- What is required
Reproduce verbatim the lines of the records from the very first line through the line containing "negative clicks: (760, 401) (483, 621)", including both.

══════════

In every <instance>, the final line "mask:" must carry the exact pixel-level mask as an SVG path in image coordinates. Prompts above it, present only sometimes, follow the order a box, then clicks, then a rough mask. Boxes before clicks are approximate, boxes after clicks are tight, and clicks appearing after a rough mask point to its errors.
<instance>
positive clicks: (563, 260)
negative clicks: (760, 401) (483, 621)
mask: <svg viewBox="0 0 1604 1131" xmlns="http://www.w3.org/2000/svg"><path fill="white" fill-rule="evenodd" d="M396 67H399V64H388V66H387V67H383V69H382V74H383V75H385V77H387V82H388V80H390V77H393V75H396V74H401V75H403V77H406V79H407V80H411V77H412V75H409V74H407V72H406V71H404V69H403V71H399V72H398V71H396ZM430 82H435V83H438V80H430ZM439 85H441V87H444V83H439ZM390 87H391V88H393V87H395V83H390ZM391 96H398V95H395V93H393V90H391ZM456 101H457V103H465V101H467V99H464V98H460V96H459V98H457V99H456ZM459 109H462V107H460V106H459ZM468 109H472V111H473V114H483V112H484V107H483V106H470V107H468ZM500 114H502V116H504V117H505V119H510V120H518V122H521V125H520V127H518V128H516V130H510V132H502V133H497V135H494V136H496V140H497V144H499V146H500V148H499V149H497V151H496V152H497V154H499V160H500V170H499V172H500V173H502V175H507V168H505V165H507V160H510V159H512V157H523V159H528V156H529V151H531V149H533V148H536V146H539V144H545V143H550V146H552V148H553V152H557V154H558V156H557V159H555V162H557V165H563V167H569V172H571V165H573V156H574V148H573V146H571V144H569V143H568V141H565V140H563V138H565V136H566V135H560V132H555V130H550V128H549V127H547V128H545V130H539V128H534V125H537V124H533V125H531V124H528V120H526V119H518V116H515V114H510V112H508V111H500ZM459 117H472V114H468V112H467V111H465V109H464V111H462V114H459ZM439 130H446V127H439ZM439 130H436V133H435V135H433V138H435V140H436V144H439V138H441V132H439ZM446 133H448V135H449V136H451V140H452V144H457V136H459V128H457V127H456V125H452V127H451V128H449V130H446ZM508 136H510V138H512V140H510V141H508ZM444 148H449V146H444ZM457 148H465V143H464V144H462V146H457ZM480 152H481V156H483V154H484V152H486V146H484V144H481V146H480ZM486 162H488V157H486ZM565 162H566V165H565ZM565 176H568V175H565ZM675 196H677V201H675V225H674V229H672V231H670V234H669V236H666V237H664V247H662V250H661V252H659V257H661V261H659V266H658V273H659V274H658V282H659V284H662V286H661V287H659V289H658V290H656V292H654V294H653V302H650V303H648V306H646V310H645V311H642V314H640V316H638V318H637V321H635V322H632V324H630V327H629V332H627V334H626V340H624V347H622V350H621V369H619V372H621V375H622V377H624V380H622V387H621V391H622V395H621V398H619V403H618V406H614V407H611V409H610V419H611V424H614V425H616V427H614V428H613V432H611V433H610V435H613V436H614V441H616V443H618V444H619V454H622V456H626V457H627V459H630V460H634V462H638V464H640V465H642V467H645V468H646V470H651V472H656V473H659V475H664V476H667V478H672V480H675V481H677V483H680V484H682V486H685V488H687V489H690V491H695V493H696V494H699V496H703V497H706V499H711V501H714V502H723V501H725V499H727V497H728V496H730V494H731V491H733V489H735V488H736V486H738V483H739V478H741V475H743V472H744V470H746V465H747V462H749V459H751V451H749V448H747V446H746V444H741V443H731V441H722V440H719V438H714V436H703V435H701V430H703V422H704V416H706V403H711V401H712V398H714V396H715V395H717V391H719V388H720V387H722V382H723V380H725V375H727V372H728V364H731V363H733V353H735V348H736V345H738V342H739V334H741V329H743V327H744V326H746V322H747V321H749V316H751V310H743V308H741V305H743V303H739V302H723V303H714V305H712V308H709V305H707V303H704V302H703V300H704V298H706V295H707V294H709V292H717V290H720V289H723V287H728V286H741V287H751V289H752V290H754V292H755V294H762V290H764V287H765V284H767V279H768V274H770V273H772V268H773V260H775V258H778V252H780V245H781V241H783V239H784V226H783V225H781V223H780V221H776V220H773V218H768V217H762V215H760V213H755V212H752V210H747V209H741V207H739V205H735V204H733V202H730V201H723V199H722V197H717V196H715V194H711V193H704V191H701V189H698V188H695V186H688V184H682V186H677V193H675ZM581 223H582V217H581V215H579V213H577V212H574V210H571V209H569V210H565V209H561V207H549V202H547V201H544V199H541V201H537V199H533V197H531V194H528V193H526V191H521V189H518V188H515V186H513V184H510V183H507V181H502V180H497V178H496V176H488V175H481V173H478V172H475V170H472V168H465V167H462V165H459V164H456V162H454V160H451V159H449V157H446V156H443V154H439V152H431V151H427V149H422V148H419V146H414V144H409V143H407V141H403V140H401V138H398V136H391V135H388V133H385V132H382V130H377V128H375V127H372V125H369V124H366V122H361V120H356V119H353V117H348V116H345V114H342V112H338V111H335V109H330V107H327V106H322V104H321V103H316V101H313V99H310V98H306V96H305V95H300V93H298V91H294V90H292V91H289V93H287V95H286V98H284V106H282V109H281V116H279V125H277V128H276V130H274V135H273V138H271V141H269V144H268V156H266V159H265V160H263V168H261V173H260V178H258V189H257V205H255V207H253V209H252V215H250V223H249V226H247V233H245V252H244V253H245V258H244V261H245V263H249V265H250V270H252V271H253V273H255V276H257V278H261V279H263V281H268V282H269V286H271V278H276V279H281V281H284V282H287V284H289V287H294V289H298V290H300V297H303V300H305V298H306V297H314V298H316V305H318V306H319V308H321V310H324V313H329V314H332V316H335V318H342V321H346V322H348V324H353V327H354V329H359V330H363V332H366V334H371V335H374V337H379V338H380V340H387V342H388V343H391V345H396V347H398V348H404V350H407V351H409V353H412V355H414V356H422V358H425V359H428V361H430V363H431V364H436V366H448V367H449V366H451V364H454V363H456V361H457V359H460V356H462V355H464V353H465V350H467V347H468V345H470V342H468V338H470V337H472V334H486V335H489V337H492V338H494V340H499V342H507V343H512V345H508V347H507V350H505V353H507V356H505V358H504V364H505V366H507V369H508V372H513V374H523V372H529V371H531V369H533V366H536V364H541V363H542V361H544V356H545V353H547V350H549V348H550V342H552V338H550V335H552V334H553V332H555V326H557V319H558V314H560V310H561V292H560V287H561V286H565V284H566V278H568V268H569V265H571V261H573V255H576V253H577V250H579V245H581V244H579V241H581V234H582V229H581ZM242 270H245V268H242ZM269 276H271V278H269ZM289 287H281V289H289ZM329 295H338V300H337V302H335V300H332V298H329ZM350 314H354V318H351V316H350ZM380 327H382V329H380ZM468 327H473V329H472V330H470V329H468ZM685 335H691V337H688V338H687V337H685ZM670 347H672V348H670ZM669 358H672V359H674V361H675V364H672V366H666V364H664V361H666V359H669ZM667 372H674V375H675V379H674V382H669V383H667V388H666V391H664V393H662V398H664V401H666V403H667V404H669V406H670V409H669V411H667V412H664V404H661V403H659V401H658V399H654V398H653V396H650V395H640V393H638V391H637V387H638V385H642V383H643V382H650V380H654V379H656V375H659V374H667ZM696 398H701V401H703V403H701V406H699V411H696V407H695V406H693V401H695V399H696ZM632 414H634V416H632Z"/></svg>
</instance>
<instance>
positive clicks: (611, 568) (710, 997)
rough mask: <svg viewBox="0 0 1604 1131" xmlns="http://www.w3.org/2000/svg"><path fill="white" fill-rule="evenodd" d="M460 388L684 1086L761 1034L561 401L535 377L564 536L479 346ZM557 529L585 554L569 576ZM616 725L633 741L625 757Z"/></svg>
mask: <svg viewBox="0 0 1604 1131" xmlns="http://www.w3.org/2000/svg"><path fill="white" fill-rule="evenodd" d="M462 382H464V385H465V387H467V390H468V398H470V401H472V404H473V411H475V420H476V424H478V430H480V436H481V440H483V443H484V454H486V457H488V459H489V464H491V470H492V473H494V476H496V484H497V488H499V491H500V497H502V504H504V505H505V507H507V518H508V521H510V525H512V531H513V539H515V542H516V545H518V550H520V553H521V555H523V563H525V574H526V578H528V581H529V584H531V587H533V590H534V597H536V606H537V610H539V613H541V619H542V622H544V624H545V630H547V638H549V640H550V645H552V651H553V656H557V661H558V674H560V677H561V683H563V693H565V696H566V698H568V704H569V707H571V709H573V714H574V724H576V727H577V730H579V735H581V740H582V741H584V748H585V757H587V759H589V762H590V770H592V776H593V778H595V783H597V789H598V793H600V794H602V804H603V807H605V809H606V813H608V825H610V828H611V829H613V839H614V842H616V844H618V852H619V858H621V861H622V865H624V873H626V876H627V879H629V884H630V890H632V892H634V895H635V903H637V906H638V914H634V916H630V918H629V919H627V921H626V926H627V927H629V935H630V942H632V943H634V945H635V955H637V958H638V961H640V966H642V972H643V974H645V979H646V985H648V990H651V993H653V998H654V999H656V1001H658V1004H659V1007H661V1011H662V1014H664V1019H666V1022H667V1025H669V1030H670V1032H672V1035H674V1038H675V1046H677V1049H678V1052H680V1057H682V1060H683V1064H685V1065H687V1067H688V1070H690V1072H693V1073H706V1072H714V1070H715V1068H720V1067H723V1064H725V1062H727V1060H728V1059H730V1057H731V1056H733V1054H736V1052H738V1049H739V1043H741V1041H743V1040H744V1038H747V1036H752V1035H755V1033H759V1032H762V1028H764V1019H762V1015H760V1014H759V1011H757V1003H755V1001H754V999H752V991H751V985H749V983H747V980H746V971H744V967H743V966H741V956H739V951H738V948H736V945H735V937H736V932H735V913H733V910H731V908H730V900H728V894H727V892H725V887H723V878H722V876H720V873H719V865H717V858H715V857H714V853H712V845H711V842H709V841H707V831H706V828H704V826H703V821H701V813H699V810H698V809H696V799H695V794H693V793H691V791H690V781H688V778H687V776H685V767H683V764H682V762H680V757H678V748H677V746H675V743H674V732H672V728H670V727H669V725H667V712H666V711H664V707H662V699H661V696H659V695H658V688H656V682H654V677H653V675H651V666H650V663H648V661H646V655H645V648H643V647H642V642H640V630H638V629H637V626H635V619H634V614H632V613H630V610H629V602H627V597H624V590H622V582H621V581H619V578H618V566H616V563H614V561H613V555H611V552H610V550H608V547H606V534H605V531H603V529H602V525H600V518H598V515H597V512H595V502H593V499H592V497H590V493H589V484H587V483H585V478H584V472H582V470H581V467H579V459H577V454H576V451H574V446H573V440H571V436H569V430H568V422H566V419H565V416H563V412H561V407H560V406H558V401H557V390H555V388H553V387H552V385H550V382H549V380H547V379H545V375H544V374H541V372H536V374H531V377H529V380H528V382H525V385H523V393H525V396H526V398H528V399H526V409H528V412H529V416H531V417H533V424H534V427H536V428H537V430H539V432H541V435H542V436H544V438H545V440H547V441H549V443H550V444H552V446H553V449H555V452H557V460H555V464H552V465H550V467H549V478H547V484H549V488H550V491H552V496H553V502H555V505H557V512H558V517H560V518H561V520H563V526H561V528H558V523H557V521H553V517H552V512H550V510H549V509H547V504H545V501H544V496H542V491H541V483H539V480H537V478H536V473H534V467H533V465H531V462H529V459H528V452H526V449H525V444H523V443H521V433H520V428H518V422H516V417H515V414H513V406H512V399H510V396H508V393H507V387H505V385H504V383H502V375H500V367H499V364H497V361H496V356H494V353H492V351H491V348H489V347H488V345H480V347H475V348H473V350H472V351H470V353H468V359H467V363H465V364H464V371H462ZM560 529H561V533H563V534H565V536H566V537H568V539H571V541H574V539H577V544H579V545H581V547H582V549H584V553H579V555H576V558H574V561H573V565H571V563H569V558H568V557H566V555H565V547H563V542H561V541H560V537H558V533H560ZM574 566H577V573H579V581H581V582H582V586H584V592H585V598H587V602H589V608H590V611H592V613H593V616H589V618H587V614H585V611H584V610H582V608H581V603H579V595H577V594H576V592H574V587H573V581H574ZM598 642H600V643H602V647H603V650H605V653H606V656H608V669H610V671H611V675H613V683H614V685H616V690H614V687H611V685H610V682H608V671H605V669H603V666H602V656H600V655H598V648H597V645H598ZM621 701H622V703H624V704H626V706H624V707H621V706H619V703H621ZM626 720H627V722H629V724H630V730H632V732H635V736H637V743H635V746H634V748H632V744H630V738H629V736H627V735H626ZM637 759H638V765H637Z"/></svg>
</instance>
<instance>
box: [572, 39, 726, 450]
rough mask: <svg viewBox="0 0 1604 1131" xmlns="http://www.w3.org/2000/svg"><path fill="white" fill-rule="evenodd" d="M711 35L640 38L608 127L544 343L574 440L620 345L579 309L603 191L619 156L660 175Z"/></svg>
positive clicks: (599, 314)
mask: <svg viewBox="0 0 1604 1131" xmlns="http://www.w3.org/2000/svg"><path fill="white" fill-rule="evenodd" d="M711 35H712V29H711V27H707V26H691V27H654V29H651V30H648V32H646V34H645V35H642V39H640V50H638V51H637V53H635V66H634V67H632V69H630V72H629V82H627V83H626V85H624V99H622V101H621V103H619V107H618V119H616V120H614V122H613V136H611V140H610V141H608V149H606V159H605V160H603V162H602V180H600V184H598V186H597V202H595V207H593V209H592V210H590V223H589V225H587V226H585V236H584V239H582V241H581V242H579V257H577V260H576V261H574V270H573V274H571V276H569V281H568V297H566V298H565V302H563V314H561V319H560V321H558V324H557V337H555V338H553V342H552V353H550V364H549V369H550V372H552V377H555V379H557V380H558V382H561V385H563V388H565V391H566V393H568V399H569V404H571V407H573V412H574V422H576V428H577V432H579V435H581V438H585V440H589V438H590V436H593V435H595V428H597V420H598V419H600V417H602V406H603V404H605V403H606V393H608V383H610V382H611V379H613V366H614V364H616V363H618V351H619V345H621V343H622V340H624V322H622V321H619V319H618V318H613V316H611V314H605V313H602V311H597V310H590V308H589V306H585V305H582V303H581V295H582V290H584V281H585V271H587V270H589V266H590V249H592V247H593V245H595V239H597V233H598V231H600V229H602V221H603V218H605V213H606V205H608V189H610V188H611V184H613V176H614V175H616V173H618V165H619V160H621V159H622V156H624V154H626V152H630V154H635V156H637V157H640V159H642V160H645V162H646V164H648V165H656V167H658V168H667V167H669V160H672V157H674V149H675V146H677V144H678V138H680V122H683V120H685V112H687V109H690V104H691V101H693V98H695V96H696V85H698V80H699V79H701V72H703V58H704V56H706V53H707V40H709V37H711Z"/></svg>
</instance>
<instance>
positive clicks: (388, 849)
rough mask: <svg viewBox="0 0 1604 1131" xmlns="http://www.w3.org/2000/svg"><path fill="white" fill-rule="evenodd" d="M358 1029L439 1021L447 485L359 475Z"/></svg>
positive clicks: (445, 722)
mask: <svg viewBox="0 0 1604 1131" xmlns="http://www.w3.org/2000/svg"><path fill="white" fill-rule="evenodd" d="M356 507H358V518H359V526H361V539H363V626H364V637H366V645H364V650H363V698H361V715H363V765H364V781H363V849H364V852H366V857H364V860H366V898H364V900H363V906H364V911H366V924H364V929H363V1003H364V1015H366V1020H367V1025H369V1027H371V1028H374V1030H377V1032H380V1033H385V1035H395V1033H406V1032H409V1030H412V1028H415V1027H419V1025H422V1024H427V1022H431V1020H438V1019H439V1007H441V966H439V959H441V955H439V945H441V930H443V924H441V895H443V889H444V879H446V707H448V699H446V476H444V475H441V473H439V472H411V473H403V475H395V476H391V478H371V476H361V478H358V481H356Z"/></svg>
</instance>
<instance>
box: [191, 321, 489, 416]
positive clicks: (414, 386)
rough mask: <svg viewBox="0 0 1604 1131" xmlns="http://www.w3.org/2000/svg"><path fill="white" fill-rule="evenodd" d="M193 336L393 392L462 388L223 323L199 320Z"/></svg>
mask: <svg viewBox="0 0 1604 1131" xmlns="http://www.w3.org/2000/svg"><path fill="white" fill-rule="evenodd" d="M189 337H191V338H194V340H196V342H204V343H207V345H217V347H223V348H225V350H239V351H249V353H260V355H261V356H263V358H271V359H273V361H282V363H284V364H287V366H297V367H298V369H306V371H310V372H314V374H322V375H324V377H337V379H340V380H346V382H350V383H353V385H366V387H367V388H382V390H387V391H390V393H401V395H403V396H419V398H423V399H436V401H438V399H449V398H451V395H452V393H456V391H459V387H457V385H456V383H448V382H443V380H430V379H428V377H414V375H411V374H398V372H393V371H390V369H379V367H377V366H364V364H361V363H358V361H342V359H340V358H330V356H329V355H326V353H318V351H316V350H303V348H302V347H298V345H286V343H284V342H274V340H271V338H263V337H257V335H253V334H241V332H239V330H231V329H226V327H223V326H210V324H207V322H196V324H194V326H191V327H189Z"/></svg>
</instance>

══════════

- Response below
In every <instance>, the final line "mask:" must carry the exact pixel-level mask as an SVG path in image coordinates. Prompts above it, present only sometimes, follow the order a box, then clicks, then a rough mask. Boxes before clicks are approximate, boxes after clicks are tight, and clicks appearing after a rough mask point to its errors.
<instance>
positive clicks: (563, 260)
negative clicks: (760, 401) (483, 621)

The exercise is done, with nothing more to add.